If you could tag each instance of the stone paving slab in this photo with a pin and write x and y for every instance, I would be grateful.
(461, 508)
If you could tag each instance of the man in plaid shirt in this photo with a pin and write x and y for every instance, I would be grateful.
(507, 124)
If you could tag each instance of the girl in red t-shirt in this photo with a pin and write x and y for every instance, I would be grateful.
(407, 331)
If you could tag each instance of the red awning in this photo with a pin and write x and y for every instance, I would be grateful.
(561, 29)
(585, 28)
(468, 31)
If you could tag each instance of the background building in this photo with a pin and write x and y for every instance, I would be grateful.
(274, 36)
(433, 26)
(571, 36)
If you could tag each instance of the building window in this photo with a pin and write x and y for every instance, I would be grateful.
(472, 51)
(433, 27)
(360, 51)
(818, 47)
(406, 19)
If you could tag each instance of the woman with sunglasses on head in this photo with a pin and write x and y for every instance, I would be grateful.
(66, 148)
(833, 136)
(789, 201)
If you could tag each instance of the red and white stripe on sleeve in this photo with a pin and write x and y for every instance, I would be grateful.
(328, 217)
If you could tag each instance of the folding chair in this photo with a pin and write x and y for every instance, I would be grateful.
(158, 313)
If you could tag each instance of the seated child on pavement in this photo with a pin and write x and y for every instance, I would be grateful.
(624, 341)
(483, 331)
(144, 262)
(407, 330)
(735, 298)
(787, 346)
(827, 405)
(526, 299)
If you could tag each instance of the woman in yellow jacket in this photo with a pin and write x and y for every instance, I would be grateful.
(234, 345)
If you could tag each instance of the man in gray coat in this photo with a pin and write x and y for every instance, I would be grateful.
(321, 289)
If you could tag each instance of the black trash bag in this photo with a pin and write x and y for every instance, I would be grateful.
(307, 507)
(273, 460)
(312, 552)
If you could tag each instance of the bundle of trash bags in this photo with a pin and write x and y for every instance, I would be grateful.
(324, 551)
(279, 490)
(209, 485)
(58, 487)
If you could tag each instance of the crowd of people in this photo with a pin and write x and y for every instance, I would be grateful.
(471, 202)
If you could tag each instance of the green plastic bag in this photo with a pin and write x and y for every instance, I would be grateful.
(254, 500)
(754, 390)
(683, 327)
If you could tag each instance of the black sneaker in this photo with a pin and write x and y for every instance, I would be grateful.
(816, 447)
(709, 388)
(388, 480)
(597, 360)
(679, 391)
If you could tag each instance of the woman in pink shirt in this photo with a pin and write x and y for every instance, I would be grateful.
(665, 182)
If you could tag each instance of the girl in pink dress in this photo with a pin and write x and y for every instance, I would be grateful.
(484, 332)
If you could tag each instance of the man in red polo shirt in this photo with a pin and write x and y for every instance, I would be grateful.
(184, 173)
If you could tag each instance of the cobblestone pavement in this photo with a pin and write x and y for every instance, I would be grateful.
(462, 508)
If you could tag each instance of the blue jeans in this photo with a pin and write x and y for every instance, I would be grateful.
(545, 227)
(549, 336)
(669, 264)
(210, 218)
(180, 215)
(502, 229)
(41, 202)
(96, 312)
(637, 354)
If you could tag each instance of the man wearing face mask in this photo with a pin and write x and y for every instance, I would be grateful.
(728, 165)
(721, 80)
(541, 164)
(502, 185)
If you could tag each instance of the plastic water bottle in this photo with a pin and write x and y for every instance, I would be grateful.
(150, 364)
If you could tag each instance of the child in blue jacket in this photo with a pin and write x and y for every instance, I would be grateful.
· · · ·
### Requirement
One exact transcript of the whole listing is the expected answer.

### Response
If you could tag each instance of the stone paving slab in this photo with a pin and write x and y for every instance, I would be grateful.
(461, 508)
If you could tag each instance of the man in plaid shirt in this photo with a pin and write x and y for every instance, I would be grateful.
(507, 124)
If you could tag each instance of the girl in red t-shirt in this photo with a pin and write x and y for every instance, I would be grateful.
(407, 331)
If you could tag each instance of the red awning in this photo with a pin and write x and y for every instance, I would be grateful.
(561, 29)
(585, 28)
(468, 31)
If you could tag each instance of the background building in this photo with a pin and write x and y for every instance, I would be grateful.
(274, 36)
(433, 26)
(571, 36)
If you could tag each instance of the building window in this photo with a pin and write x and y for every instance, I would be grateful.
(472, 51)
(433, 27)
(360, 51)
(818, 47)
(406, 19)
If you could tag each instance of the woman with sunglasses on head in this photo with a pin and write x and y for every instance, I would be grateful.
(66, 148)
(833, 136)
(789, 201)
If you could tag each instance of the red and white stripe on sleeve in this photo with a pin and write x and y for every instance, I would be grateful.
(328, 217)
If you could tag each instance of the folding chair in this photo with a pin and write x and y for every instance, I would be grateful.
(158, 313)
If you could tag each instance of the seated child on pavement in this photo with a pin and write x and y for every instance, I would be grateful.
(624, 341)
(483, 331)
(144, 262)
(407, 330)
(735, 298)
(787, 346)
(827, 405)
(526, 299)
If you could tag each instance of the woman in yellow jacket in this photo with a pin and write x and y for every instance, I would be grateful.
(234, 345)
If you could tag each instance of the man in gray coat in this photo with a pin and write x and y for every instance, I would be grateful.
(321, 289)
If you could tag each instance of the black trash bag in this photo with a pin and write x and y for every instance, I would be grateful.
(307, 507)
(273, 460)
(312, 552)
If you could tag each instance of the bundle of trash bags in this photo with a pin and write x and y for every instance, I would be grateful.
(324, 551)
(279, 490)
(209, 485)
(58, 487)
If you could tag each instance of the crowd of people in this photo with a pin and write x and y for every instance, I would be grateful.
(471, 202)
If you could tag each instance of the green plastic bag in this photo with a pin and write x and y for every instance, I would be grateful.
(254, 500)
(754, 390)
(683, 327)
If you could tag each instance of the black sneaker in this photo with a pin and write x and y for every instance, I would be grateful.
(816, 447)
(709, 388)
(388, 480)
(597, 360)
(679, 391)
If you could tag each instance of the woman in pink shirt in this photo with a pin and write x and y for every instance, I would be grateful.
(665, 182)
If you could tag each instance of the girl in pink dress in this photo with a pin and write x and y for every instance, I would be grateful.
(484, 332)
If you could tag each instance of the man in red polo shirt in this photo with a pin and write x and y for every instance, I would be grateful.
(184, 173)
If you could tag each instance of the cobblestone pavement in this photo with a pin and write x and y for every instance, I would be grateful.
(462, 508)
If you could tag each instance of the blue jeans in this photo with a pin and write x and y for every instance, I would be grateful.
(545, 227)
(549, 336)
(669, 264)
(210, 218)
(180, 215)
(502, 229)
(41, 202)
(96, 312)
(637, 354)
If you could tag each instance of the man wearing face mask in this photo with a pin and write x and y for every instance, I would be grateful.
(728, 165)
(721, 80)
(541, 164)
(502, 185)
If you could tag each instance of the plastic water bottle in this photo with a pin and write x and y for every instance, I would be grateful.
(150, 364)
If you could tag each instance of the child in blue jacket in this photo with a pin and write x and y for every instance, I would be grateful.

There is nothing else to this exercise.